> [EXERCISE PROMPT] Locate every line in the material below that contains the string "wetsuit", and copy each of those lines.

> [INPUT MATERIAL]
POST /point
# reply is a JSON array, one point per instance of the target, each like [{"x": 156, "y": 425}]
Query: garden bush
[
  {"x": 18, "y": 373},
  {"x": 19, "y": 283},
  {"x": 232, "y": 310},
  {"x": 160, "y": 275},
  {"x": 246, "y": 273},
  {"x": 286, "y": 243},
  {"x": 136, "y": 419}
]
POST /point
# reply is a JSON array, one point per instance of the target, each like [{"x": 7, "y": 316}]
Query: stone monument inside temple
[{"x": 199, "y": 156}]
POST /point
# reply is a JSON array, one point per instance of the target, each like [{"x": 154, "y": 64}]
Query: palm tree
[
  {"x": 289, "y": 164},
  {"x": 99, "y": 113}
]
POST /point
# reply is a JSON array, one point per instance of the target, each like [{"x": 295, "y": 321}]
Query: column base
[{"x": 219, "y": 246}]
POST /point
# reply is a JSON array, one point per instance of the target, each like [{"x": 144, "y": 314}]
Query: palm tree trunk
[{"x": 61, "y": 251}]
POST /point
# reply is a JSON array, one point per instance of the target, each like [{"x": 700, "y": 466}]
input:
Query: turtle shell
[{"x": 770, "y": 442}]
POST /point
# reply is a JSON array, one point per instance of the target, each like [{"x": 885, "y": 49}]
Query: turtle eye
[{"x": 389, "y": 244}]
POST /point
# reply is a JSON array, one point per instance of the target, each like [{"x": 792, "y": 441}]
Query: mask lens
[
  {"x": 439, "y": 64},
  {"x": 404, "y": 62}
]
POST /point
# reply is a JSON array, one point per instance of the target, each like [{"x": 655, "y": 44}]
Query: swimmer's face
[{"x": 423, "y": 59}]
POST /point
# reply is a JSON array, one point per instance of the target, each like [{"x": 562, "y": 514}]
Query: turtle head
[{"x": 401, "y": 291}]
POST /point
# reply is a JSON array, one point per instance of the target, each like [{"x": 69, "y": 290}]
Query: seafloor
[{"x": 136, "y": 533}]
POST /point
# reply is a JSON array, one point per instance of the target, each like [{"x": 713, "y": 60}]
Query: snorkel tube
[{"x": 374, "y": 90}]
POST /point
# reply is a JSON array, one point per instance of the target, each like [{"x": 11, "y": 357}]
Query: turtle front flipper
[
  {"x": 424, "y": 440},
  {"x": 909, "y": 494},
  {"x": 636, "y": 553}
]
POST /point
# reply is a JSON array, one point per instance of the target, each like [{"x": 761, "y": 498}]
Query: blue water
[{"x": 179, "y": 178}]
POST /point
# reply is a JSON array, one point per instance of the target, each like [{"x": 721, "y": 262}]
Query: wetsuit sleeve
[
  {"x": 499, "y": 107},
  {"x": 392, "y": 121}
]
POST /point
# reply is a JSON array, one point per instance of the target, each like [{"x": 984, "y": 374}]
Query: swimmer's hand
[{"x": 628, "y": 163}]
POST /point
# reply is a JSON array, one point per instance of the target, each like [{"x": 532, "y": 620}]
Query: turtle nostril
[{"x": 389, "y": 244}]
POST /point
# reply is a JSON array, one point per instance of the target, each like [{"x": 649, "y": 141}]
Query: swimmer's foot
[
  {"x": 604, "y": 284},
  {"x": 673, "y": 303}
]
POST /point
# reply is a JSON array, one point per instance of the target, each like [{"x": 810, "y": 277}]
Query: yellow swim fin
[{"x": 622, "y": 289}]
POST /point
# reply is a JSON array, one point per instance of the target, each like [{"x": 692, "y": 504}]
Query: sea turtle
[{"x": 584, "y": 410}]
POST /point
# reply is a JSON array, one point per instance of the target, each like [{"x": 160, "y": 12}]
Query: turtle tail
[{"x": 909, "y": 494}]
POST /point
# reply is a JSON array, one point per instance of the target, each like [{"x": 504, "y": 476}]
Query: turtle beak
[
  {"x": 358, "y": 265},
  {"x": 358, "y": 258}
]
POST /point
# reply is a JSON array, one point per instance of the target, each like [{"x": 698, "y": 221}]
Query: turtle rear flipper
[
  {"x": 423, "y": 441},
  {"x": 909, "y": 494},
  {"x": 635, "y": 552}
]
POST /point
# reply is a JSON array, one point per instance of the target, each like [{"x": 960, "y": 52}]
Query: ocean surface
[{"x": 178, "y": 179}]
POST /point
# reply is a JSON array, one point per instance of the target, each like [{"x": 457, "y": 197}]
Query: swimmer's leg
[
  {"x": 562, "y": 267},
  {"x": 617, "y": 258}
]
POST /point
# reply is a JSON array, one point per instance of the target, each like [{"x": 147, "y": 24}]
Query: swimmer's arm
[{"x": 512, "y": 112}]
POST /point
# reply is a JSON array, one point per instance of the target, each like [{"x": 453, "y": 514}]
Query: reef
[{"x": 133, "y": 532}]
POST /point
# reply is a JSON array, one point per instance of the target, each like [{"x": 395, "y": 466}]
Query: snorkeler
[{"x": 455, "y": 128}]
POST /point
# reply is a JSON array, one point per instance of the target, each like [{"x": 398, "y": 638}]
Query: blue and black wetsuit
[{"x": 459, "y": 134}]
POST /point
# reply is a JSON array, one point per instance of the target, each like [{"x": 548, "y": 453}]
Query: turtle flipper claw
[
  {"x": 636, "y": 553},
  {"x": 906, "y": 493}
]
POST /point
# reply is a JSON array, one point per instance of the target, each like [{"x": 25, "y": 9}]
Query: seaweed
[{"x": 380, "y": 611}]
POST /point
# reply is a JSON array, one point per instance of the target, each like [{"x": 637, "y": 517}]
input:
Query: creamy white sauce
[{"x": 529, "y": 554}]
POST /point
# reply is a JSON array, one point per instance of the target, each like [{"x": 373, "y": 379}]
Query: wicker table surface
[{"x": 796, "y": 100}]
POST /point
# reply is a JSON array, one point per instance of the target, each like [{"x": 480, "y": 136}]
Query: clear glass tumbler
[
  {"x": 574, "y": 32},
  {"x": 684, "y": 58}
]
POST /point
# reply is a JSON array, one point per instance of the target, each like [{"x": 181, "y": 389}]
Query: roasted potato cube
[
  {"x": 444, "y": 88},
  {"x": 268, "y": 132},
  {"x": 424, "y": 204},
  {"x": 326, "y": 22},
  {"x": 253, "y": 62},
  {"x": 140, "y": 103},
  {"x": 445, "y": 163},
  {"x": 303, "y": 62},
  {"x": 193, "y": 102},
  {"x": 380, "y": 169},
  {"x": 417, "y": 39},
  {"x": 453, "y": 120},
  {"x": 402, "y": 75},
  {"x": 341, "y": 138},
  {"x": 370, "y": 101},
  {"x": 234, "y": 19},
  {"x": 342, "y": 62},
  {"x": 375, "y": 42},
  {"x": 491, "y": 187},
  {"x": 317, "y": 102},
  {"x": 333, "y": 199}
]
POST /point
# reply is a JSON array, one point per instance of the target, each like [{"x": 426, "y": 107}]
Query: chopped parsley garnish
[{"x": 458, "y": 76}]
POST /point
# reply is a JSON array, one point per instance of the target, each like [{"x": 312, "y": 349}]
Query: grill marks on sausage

> [SOLVED EXERCISE]
Query: wetsuit sleeve
Query: blue and black wetsuit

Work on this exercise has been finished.